Stated exercise: Edit the material from the line with "target | black grille" up to and including the line with "<point>595,182</point>" by replacing "black suv" with "black SUV" and leaving everything else untouched. Return only those lines.
### Records provided
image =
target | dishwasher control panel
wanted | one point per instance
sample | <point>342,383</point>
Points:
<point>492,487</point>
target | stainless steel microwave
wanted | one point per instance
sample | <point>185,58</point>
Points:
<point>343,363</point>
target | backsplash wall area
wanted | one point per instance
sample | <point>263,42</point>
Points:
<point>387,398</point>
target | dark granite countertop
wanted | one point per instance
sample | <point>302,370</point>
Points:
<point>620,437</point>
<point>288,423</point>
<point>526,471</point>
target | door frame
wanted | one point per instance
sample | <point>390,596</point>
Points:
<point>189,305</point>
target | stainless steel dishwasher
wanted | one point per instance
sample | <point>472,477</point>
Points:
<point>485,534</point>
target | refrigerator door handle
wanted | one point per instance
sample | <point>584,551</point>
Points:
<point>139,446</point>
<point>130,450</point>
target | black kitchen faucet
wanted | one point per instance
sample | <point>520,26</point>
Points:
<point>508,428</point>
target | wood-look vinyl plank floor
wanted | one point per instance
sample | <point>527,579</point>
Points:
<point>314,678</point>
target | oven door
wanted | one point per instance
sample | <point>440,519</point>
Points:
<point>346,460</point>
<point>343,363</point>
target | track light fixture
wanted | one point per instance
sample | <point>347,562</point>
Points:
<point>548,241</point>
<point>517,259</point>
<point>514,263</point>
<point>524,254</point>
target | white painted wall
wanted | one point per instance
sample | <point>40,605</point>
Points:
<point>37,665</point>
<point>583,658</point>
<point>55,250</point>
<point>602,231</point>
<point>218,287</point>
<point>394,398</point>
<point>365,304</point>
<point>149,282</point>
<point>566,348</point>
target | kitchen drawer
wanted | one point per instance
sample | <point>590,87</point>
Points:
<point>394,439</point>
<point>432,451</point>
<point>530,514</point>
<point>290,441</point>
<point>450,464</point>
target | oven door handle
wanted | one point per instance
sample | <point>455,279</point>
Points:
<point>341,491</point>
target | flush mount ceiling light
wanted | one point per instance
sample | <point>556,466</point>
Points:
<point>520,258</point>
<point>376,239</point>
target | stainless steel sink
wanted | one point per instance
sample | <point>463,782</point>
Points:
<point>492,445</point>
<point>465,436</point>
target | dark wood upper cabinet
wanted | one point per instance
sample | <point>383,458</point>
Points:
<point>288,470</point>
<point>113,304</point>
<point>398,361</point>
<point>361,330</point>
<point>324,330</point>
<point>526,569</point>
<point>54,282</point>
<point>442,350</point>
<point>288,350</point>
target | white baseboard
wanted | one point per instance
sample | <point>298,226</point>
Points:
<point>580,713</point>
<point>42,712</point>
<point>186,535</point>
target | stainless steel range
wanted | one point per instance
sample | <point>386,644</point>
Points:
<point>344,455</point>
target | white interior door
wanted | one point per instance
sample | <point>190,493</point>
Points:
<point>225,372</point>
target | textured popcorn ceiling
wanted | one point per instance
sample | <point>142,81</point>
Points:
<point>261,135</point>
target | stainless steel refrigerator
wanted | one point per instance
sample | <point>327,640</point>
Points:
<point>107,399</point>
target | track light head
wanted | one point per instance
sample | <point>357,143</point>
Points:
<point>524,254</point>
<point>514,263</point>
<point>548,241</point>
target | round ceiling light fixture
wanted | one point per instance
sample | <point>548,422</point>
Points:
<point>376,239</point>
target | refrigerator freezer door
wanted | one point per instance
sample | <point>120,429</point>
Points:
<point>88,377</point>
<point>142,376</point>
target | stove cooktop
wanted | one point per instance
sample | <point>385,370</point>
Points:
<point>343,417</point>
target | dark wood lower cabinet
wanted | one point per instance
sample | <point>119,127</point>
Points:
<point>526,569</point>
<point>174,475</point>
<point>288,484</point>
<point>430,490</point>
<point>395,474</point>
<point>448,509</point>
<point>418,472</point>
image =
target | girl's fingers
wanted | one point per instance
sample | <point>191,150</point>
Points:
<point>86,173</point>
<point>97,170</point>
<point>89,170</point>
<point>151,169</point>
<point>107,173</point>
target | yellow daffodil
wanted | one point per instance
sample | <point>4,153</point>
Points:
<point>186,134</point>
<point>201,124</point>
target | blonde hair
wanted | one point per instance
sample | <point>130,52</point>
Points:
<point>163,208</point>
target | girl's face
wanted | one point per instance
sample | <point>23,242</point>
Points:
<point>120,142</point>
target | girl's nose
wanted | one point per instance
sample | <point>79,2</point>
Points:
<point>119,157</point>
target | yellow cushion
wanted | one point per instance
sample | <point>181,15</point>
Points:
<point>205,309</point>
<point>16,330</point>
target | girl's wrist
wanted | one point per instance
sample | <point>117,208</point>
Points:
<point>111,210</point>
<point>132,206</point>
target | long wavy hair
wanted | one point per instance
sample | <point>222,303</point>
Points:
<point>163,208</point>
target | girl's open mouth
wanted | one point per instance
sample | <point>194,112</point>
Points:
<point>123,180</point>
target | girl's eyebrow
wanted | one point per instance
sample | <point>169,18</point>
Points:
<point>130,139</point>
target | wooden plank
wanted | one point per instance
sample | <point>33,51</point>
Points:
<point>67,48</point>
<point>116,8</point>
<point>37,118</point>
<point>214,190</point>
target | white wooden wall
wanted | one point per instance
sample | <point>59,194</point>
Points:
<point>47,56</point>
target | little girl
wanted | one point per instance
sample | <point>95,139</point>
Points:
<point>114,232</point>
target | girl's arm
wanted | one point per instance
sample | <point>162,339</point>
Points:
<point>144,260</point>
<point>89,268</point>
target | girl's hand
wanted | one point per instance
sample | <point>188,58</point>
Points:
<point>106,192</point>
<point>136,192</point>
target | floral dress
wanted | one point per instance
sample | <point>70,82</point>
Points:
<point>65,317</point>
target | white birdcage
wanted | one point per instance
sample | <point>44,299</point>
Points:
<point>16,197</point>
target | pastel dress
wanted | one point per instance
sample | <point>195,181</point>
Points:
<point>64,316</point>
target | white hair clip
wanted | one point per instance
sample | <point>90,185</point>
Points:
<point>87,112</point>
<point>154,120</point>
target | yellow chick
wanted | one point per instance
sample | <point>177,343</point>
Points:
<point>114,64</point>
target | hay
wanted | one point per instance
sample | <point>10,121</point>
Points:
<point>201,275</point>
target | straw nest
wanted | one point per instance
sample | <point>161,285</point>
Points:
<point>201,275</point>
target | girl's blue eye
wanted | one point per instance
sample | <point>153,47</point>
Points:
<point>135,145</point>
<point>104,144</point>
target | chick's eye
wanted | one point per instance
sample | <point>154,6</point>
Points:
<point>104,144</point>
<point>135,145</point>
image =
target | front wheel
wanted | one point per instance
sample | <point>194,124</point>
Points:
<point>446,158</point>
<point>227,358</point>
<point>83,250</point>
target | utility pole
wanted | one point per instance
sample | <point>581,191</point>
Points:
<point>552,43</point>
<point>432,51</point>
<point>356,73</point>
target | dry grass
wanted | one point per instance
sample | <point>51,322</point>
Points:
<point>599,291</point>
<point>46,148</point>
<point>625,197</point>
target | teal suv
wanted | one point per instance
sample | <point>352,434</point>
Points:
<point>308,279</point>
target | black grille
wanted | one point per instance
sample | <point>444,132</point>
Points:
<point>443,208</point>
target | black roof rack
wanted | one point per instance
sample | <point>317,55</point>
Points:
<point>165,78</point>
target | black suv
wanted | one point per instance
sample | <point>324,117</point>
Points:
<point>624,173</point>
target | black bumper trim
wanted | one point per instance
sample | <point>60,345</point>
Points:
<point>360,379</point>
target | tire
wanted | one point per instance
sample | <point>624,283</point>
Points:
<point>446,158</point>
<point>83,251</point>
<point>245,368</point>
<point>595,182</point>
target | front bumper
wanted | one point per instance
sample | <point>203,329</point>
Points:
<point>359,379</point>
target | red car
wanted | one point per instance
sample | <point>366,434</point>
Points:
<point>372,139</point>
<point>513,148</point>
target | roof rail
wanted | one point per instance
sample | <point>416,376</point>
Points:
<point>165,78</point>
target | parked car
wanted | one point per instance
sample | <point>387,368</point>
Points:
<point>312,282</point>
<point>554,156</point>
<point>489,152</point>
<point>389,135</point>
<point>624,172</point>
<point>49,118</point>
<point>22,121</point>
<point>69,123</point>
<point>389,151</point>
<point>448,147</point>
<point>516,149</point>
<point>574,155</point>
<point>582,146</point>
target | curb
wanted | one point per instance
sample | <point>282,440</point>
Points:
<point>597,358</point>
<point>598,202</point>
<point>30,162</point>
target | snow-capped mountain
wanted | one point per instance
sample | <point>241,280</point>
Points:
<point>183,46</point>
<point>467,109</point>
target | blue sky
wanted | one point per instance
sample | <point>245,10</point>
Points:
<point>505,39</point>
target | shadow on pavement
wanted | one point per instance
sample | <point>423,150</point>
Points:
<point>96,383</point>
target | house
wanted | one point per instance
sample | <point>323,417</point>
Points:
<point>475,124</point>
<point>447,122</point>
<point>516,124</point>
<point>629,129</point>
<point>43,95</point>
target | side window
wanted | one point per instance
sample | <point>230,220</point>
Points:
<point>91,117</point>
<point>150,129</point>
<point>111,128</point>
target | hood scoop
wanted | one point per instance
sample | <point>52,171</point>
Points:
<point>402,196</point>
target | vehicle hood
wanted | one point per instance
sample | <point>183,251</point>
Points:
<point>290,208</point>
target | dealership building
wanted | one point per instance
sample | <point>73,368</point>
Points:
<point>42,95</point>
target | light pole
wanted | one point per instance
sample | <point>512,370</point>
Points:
######
Exercise response:
target | black grille
wanted | one point per instance
sample | <point>444,132</point>
Points:
<point>443,208</point>
target | black roof rack
wanted | one point per instance
sample | <point>317,55</point>
Points:
<point>165,78</point>
target | black SUV
wanted | one point per instance
sample | <point>324,117</point>
Points:
<point>624,173</point>
target | black bumper trim
wanted | one point per instance
sample | <point>60,345</point>
Points:
<point>360,379</point>
target | tire
wanted | one point per instance
sample | <point>624,283</point>
Points:
<point>446,158</point>
<point>83,251</point>
<point>245,368</point>
<point>595,182</point>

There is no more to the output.